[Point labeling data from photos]

※

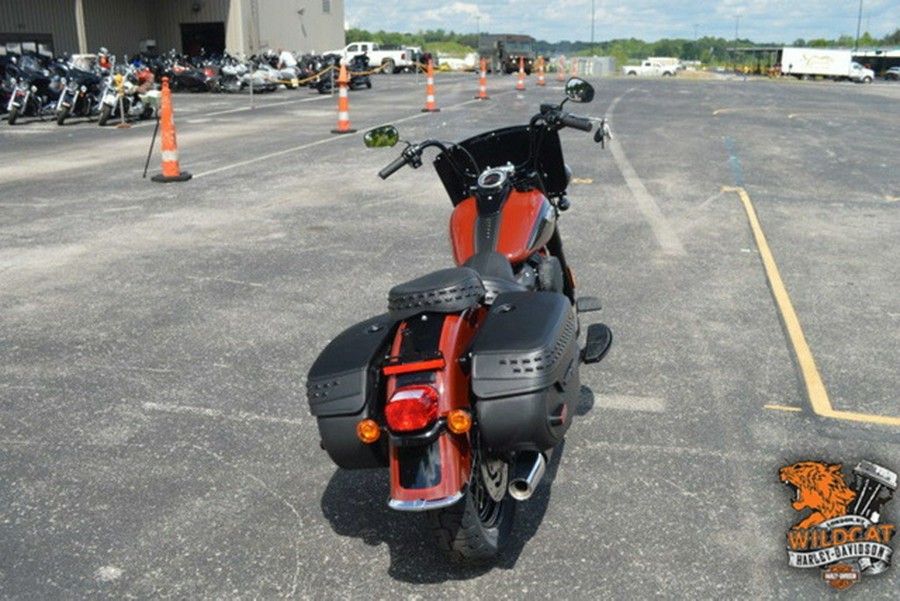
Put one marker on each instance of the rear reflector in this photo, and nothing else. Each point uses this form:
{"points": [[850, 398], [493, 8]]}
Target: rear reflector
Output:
{"points": [[412, 408]]}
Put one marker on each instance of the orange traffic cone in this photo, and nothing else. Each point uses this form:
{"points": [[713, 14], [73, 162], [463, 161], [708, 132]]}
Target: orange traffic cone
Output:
{"points": [[430, 106], [482, 84], [171, 171], [520, 84], [343, 104]]}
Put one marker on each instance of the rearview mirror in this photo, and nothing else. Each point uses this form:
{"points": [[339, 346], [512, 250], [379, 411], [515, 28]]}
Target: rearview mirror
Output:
{"points": [[382, 137], [578, 90]]}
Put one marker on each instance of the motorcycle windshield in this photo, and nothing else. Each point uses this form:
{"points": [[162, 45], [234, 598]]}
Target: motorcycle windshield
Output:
{"points": [[497, 148]]}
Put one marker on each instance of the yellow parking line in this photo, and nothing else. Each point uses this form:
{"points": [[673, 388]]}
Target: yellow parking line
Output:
{"points": [[815, 388]]}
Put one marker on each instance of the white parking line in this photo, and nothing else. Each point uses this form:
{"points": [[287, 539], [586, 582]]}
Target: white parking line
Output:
{"points": [[646, 204], [240, 416], [631, 403]]}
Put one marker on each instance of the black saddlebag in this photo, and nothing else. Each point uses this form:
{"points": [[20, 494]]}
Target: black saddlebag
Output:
{"points": [[525, 371], [343, 388]]}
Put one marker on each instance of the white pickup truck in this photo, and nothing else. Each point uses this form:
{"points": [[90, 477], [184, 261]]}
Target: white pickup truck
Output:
{"points": [[392, 61], [650, 68]]}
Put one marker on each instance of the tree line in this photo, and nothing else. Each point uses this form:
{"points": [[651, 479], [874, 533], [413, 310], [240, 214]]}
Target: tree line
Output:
{"points": [[709, 50]]}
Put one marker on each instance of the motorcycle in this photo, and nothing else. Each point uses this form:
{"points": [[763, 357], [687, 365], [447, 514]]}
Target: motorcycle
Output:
{"points": [[130, 93], [79, 95], [32, 90], [468, 383]]}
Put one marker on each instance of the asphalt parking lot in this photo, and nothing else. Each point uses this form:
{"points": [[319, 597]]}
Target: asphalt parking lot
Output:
{"points": [[155, 440]]}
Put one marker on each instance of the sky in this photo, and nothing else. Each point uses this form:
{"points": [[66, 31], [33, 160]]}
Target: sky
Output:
{"points": [[760, 21]]}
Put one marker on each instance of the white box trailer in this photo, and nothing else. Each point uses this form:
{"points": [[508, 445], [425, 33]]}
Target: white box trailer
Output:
{"points": [[835, 64]]}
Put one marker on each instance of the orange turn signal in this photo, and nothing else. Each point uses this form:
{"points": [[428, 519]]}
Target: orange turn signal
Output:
{"points": [[368, 431], [459, 421]]}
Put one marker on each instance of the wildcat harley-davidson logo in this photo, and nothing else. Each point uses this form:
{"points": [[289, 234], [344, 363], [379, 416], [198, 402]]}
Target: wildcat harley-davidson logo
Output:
{"points": [[844, 535]]}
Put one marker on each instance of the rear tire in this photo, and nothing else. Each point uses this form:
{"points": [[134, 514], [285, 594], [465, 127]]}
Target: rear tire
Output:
{"points": [[475, 530]]}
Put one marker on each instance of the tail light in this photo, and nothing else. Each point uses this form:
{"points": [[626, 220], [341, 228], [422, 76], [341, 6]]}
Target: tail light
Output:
{"points": [[412, 408]]}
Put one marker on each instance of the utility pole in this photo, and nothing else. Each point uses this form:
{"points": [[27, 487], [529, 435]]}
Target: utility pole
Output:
{"points": [[858, 23]]}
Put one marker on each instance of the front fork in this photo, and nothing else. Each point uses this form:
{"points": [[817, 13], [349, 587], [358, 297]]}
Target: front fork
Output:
{"points": [[431, 469]]}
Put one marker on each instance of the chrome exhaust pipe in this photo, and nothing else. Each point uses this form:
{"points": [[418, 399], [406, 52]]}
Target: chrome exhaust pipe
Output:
{"points": [[527, 473]]}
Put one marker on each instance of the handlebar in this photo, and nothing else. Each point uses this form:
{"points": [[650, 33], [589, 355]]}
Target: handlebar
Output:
{"points": [[581, 123], [395, 165]]}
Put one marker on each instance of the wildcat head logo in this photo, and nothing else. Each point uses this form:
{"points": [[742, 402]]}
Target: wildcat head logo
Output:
{"points": [[819, 487], [842, 535]]}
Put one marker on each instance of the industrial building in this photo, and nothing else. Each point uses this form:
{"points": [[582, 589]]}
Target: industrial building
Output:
{"points": [[125, 27]]}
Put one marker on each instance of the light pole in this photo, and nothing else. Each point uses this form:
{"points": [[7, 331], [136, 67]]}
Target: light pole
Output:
{"points": [[858, 23]]}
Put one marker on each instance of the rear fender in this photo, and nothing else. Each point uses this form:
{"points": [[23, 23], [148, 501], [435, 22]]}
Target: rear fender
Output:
{"points": [[431, 470]]}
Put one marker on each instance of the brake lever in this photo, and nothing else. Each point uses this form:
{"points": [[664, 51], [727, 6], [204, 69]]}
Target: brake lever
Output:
{"points": [[603, 132]]}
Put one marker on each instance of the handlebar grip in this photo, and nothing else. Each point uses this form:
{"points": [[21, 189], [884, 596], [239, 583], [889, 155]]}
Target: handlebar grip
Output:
{"points": [[392, 168], [577, 122]]}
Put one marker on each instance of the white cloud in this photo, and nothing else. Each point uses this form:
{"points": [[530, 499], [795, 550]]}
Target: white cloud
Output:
{"points": [[650, 20]]}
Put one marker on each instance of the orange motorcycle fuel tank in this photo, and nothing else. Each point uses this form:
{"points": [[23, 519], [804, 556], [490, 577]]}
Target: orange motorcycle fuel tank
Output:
{"points": [[513, 223]]}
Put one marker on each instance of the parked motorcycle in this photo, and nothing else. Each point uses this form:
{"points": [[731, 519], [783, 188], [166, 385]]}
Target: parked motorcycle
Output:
{"points": [[79, 95], [131, 93], [32, 92], [467, 384]]}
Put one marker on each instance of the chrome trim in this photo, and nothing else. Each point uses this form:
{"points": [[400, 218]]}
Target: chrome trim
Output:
{"points": [[423, 505], [528, 472]]}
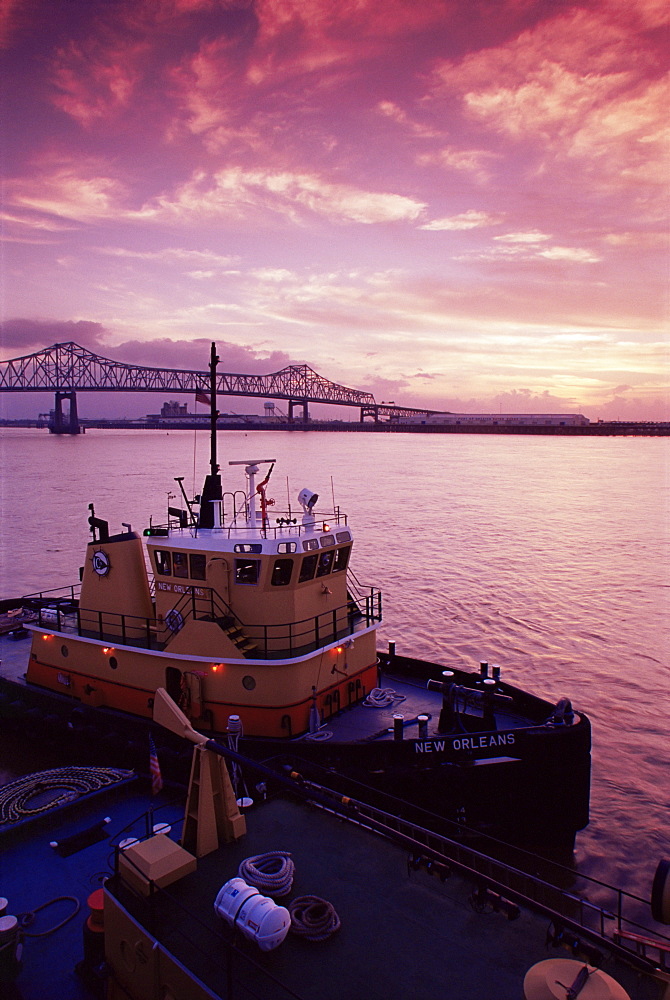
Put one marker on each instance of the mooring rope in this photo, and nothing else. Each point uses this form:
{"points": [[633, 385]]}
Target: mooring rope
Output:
{"points": [[382, 698], [28, 918], [271, 872], [313, 918], [15, 797]]}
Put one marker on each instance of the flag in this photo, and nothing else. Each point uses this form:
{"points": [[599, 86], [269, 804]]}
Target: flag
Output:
{"points": [[154, 768]]}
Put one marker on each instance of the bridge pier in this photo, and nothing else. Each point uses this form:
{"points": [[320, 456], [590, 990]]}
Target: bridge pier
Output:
{"points": [[298, 402], [60, 426]]}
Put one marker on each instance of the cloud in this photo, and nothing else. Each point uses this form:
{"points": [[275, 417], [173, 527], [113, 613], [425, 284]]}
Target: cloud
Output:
{"points": [[472, 219], [30, 335], [531, 237], [169, 255], [474, 162], [575, 254], [75, 190], [292, 195], [587, 85]]}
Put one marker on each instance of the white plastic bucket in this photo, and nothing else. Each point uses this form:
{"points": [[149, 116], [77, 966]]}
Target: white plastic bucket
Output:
{"points": [[259, 918]]}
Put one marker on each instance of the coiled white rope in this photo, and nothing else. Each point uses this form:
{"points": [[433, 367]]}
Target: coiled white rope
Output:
{"points": [[319, 736], [313, 918], [272, 872], [71, 782], [382, 698]]}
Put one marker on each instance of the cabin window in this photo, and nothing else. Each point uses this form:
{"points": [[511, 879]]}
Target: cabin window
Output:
{"points": [[247, 570], [308, 568], [198, 565], [341, 558], [287, 546], [325, 563], [180, 565], [163, 563], [281, 572]]}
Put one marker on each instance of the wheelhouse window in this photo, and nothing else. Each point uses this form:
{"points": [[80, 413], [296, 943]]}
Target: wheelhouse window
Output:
{"points": [[281, 572], [180, 565], [308, 568], [163, 563], [325, 563], [247, 570], [198, 566], [341, 558], [287, 547]]}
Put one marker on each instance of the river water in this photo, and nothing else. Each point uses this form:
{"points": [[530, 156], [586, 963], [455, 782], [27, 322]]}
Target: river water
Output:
{"points": [[547, 555]]}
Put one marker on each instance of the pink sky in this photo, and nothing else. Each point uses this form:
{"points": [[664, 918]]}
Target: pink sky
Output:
{"points": [[454, 205]]}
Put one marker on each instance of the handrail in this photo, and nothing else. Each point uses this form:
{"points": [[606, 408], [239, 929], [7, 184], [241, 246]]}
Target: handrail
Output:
{"points": [[64, 614], [608, 925]]}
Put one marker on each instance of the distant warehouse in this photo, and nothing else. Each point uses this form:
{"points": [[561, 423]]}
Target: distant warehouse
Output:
{"points": [[501, 419]]}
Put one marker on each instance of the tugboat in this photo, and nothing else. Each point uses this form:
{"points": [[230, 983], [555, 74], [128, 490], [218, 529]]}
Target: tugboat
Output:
{"points": [[254, 622]]}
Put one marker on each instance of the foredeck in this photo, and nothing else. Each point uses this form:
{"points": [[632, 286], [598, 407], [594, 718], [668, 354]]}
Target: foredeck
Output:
{"points": [[404, 932]]}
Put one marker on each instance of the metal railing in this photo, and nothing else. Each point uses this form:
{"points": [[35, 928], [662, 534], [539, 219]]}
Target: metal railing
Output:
{"points": [[60, 611]]}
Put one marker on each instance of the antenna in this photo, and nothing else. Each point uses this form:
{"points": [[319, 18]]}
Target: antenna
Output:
{"points": [[213, 412]]}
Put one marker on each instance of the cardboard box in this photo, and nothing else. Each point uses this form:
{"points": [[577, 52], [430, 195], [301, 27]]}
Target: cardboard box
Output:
{"points": [[158, 860]]}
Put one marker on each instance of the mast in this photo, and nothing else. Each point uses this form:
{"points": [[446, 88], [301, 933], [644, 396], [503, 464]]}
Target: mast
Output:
{"points": [[213, 412], [211, 492]]}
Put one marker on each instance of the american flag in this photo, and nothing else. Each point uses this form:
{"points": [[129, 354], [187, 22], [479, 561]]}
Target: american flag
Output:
{"points": [[154, 768]]}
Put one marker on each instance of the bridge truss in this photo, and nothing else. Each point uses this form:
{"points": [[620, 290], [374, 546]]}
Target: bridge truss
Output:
{"points": [[66, 369]]}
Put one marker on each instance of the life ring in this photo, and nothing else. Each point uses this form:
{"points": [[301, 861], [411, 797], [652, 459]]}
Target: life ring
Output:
{"points": [[174, 620]]}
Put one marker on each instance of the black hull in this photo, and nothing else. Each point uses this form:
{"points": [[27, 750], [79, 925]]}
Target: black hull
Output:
{"points": [[538, 800]]}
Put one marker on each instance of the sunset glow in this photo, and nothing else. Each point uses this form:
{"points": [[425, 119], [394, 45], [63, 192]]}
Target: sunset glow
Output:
{"points": [[457, 206]]}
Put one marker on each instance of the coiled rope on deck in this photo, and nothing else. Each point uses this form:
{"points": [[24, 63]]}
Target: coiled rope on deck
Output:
{"points": [[313, 918], [67, 782], [272, 872], [382, 698], [27, 919]]}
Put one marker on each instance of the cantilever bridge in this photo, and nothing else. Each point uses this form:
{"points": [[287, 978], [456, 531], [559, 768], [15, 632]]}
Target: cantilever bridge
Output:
{"points": [[66, 369]]}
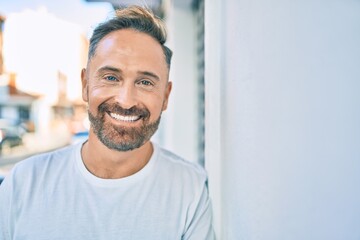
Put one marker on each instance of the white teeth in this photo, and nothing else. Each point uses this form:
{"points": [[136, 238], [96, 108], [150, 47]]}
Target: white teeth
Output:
{"points": [[124, 118]]}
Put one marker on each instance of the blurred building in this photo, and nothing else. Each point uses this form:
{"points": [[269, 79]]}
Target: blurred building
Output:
{"points": [[43, 57]]}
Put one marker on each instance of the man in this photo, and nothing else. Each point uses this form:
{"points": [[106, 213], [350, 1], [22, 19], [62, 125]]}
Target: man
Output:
{"points": [[118, 184]]}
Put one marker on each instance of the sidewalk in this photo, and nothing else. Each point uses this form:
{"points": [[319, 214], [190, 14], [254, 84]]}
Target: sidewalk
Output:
{"points": [[33, 144]]}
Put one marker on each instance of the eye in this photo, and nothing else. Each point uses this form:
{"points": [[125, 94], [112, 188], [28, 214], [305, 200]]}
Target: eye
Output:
{"points": [[110, 78], [145, 82]]}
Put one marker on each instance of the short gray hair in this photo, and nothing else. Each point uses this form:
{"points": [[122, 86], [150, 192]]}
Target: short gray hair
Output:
{"points": [[134, 17]]}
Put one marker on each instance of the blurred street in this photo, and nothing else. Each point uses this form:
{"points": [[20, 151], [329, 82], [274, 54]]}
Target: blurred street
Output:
{"points": [[32, 144]]}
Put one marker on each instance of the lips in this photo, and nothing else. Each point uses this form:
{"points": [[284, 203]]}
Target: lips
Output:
{"points": [[125, 118]]}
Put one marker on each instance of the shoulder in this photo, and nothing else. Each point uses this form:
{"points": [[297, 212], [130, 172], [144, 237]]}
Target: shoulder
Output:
{"points": [[181, 168], [43, 162]]}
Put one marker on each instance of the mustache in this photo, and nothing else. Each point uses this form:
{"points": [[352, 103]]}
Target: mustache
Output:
{"points": [[133, 111]]}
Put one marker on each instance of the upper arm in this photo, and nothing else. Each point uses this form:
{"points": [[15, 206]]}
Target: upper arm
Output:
{"points": [[200, 222]]}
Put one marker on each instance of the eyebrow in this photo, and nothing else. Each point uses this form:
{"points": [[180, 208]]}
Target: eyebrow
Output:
{"points": [[150, 74], [117, 70], [109, 68]]}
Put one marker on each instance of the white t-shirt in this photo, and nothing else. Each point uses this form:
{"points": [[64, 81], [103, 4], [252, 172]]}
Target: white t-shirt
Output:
{"points": [[54, 196]]}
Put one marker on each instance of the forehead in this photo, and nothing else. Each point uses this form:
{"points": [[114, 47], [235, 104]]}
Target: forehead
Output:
{"points": [[129, 48]]}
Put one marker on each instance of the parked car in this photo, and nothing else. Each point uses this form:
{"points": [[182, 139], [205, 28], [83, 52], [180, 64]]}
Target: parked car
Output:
{"points": [[10, 135]]}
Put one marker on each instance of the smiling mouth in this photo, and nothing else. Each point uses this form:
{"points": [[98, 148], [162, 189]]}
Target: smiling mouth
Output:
{"points": [[124, 118]]}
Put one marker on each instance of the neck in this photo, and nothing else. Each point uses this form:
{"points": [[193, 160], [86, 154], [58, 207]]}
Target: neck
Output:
{"points": [[111, 164]]}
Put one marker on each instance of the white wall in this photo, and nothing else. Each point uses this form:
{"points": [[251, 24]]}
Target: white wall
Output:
{"points": [[288, 113], [179, 125]]}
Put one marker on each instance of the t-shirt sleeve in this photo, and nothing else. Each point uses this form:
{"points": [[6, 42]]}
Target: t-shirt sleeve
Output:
{"points": [[5, 206], [200, 226]]}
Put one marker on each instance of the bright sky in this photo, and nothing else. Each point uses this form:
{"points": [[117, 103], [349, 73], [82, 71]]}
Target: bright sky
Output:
{"points": [[77, 11], [42, 37]]}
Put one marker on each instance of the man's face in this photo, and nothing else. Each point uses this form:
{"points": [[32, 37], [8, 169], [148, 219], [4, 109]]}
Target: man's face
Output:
{"points": [[126, 87]]}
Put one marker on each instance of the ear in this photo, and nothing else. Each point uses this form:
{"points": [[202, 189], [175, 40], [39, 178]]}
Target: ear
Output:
{"points": [[84, 84], [167, 94]]}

※

= YOUR INSTRUCTIONS =
Can you arrange the lines as a Markdown table with the columns "Row" and "Line", starting with the line that contains "Put one marker on each instance of the bright" and going on through the last line, both included and blank lines left out?

= ANSWER TO THE EXERCISE =
| Row | Line |
|---|---|
| 1 | Put one marker on each instance of the bright sky in this photo, and nothing else. Each point uses this form: |
| 2 | {"points": [[117, 103], [349, 73], [82, 71]]} |
| 3 | Target: bright sky |
| 4 | Output: |
| 5 | {"points": [[77, 11], [42, 37]]} |
| 6 | Put one marker on each instance of the man's face in this photo, and nothing else. Each point uses this form: |
| 7 | {"points": [[32, 37], [8, 169], [148, 219], [4, 109]]} |
| 8 | Target: man's face |
| 9 | Output: |
| 10 | {"points": [[126, 87]]} |
| 11 | Put one marker on each instance of the ear in this photo, and nothing else. Each point uses this form: |
| 12 | {"points": [[202, 189], [175, 40], [39, 178]]} |
| 13 | Target: ear |
| 14 | Output: |
| 15 | {"points": [[84, 84], [167, 94]]} |